-- begin --

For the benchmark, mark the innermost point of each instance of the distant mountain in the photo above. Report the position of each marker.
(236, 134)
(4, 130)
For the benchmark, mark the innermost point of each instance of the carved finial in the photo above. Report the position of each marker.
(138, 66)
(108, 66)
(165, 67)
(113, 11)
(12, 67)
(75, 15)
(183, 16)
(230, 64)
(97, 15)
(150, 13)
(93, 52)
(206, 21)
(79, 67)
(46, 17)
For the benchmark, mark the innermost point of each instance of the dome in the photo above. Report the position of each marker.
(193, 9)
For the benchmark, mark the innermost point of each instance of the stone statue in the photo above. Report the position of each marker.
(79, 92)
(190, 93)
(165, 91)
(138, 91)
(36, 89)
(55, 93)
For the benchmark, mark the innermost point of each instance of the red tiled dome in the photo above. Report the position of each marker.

-- end --

• [To be done]: Please rewrite every one of the items above with "innermost point" changed to "central point", keeping all other text as it is.

• [Response to the exercise]:
For the benchmark, mark the central point of each instance of the distant mountain in the photo above. Report the position of each marker.
(236, 134)
(4, 130)
For the benchmark, mark the central point of each instance of the carved finial in the photo above. Report the position of each marker.
(138, 66)
(108, 66)
(165, 67)
(113, 11)
(12, 67)
(75, 15)
(183, 16)
(230, 64)
(97, 15)
(150, 13)
(93, 52)
(206, 21)
(79, 67)
(46, 17)
For the benchmark, mark the central point of each instance of the dome in the photo above. Report the position of each marker.
(193, 9)
For the benchmark, mark the central point of each instance of the stone statue in the photo above. Report the position of each marker.
(79, 92)
(190, 93)
(165, 91)
(138, 91)
(36, 89)
(55, 93)
For the benchmark, mark the central point of each instance of the red tiled dome in the photo above. Report the position of each marker.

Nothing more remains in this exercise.